Consigne:
Recopiez mot pour mot le passage du texte d'étude qui commence à « Contexte pédagogique » et se termine à « lequel ils vivent. ».

Texte d'étude:
•••

Ce projet a été mené avec trois classes de troisième du collège Lamartine à Villeurbanne (Madame Zoé Pariselle) et deux classes de seconde du lycée Charlie Chaplin à Décines (Madame Caroline Allingri).

 Contexte pédagogique

Classes de troisième/seconde (3 classes de 3e et 2 classes de seconde)

Durée : 10 heures d’AP (dont 2h de rencontre interclasses).
Projet en parallèle de l’étude de l’œuvre intégrale pour les élèves de seconde,
de quelques poèmes pour les élèves de collège.

Problème posé : Pour les élèves, la littérature est souvent une perte de temps ou une obligation scolaire car ils ont l’impression qu’elle n’explique pas leur monde, qu’elle ne raconte que des faits imaginaires ou déconnectés de leurs réalités. Il nous a donc semblé essentiel de leur montrer que, bien au contraire, les livres sont un pont entre le passé et le présent, entre des êtres fictifs et les lecteurs, entre des lieux lointains et le monde dans lequel ils vivent.

•••

Données fournies:

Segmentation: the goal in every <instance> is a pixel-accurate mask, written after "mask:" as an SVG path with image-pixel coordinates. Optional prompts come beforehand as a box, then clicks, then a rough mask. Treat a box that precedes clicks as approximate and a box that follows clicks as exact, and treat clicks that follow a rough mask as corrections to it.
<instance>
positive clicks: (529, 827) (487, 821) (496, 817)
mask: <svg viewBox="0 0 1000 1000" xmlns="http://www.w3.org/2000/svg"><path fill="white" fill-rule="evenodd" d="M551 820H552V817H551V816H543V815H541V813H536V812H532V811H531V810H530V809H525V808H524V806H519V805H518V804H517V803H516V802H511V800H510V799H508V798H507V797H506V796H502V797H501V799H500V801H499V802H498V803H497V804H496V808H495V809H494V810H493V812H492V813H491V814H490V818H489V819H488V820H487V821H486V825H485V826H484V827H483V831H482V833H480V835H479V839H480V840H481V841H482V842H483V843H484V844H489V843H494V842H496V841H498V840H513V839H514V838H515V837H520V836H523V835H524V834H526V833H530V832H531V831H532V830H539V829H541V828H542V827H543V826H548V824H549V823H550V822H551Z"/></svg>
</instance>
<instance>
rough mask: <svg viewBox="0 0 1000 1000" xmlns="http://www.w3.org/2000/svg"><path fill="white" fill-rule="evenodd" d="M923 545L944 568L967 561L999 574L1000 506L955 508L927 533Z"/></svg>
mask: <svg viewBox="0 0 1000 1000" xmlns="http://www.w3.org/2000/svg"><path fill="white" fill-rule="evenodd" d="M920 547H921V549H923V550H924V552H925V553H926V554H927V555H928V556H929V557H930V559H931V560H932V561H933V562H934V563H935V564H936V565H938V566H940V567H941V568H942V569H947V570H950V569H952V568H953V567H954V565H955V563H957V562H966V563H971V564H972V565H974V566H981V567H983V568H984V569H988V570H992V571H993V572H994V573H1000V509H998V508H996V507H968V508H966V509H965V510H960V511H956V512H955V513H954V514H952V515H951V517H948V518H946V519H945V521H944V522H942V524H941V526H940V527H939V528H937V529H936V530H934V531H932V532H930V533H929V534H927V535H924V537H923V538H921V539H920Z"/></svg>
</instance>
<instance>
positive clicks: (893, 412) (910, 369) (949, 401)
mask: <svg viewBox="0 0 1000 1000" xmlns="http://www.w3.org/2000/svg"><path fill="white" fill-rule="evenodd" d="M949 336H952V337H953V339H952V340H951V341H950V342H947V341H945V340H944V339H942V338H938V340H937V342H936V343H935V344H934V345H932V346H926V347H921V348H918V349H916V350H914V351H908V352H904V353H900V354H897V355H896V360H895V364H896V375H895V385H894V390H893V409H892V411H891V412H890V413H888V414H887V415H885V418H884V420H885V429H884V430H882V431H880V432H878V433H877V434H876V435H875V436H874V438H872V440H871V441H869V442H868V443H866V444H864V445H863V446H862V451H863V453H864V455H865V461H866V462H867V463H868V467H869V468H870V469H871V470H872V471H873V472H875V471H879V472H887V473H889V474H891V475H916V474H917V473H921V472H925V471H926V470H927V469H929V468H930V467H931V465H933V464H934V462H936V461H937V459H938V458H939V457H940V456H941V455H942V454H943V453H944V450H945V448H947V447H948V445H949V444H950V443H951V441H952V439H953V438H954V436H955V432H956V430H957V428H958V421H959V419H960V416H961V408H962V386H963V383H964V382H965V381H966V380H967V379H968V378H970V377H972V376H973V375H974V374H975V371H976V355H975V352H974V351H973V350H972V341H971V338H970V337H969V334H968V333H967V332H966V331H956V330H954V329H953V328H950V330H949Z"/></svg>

•••

Corrigé:
Contexte pédagogique

Classes de troisième/seconde (3 classes de 3e et 2 classes de seconde)

Durée : 10 heures d’AP (dont 2h de rencontre interclasses).
Projet en parallèle de l’étude de l’œuvre intégrale pour les élèves de seconde,
de quelques poèmes pour les élèves de collège.

Problème posé : Pour les élèves, la littérature est souvent une perte de temps ou une obligation scolaire car ils ont l’impression qu’elle n’explique pas leur monde, qu’elle ne raconte que des faits imaginaires ou déconnectés de leurs réalités. Il nous a donc semblé essentiel de leur montrer que, bien au contraire, les livres sont un pont entre le passé et le présent, entre des êtres fictifs et les lecteurs, entre des lieux lointains et le monde dans lequel ils vivent.